■ Document section ■
━━━━━━

Politics, Politicians and People – Part One

It was impossible to separate religion and politics in the seventeenth century. In general, the king and his supporters favoured the reforms of Laud, while parliament generally favoured the Puritan position, although it was not always quite that cut and dried. Some Puritans as the century wore on began to question the whole establishment of the Church of England, and particularly the authority of bishops who, they claimed were ‘unbiblical’. This was a step too far for more moderate Puritans in parliament, who wanted to maintain the status quo, and would therefore be more likely to support the king.

Hythe’s M.P.s during the years leading up to the civil wars were a mixed bunch. In the early years of the seventeenth century the town played safe, electing local gentry and their hangers-on. In 1604 Sir John Smythe of Westenhanger was elected, together with his father’s old servant and friend Christopher Toldervey.  When Smythe died in 1608, he was replaced by Norton Knatchbull of Mersham Hatch near Ashford, the founder of the grammar school in the town. He declined the honour of re-election in 1614, by which time Toldervey was also dead.

Norton Knatchbull, Hythe M.P.
Norton Knatchbull, Hythe M.P.

The Lord Warden of the Cinque Ports had, by custom but not by right, been used to nominating at least one of the two members for Hythe. In 1614, he nominated Sir Lionel Cranfield, surveyor-general of the customs, ‘whose quality both for worth and sufficiency I know to be void of all exception’. John Smythe’s brother, Richard, was elected for the other seat in what was to be known as the Addled Parliament.

━━━━━━

■ Problems ■
• A. Do the following statements agree with the account of Hythe's M.P.s? For each one, answer yes or no and quote the deciding words. (i) Norton Knatchbull replaced Sir John Smythe after Smythe died in 1608. (ii) The Lord Warden of the Cinque Ports had a legal right to nominate one of Hythe's two members. (iii) Norton Knatchbull was re-elected for Hythe in 1614.
• B. Edit the account of Hythe's M.P.s, starting at "The Lord Warden" and ending at "the Addled Parliament.", with "seat" changed to "place".
• C. Pick up the account of Hythe's M.P.s after its final sentence and carry it on.

■ Given material ■
━━━━━━

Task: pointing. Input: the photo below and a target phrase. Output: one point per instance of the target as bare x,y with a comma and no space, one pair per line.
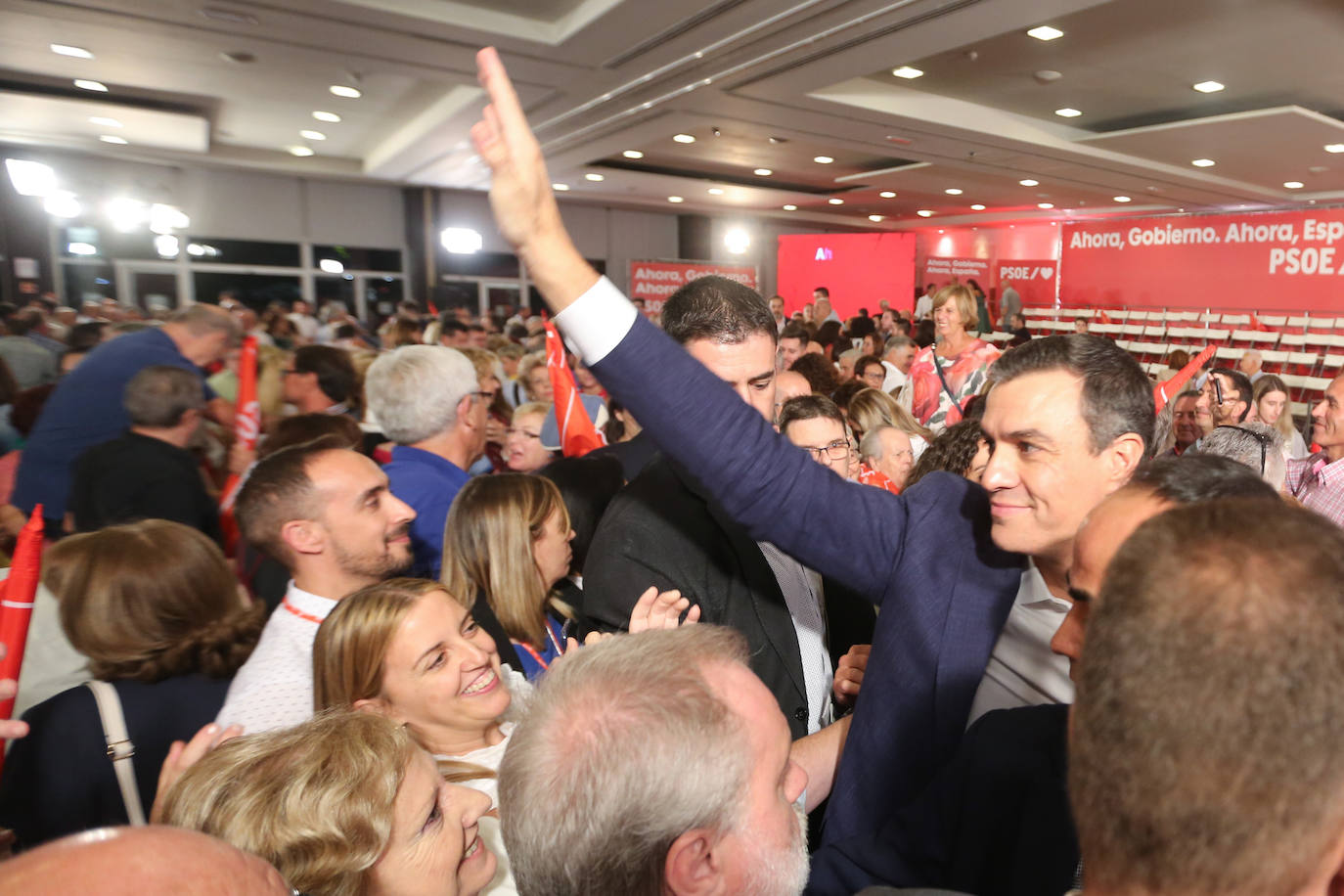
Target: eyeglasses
1260,437
836,450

━━━━━━

■ Answers to each task ■
• A.
(i) Yes: "When Smythe died in 1608, he was replaced by Norton Knatchbull of Mersham Hatch near Ashford"
(ii) No: "had, by custom but not by right, been used to nominating at least one of the two members for Hythe"
(iii) No: "He declined the honour of re-election in 1614"

• B.
The Lord Warden of the Cinque Ports had, by custom but not by right, been used to nominating at least one of the two members for Hythe. In 1614, he nominated Sir Lionel Cranfield, surveyor-general of the customs, ‘whose quality both for worth and sufficiency I know to be void of all exception’. John Smythe’s brother, Richard, was elected for the other place in what was to be known as the Addled Parliament.

• C.
Sir Richard Smythe  had become very rich through a combination of financial acumen and a predilection for wealthy widows and had bought and rebuilt Leeds Castle. He wanted to carry on with the business of making money, despised politics and did not want to be an M.P., but seems to have been pressured into it by his family.  Sir Lionel was not yet very rich, but had ambitions to be so. The son of a London mercer, his rise in the service of the king had been meteoric and he hoped that the Hythe seat would lead to greater glory. He eventually became Lord High Treasurer before falling out badly with the Duke of Buckingham and suffering an equally meteoric fall.

Lionel Cranfield
Lionel Cranfield, Hythe M.P.

In the event, neither man had much opportunity to prove themselves or otherwise, as the king, James I, dissolved the Addled Parliament only nine weeks after it first assembled because it was side-tracked by rumours of election fixing and did not get down to the king’s business of raising money to get him out of his financial difficulties. He did not call parliament again until 1621.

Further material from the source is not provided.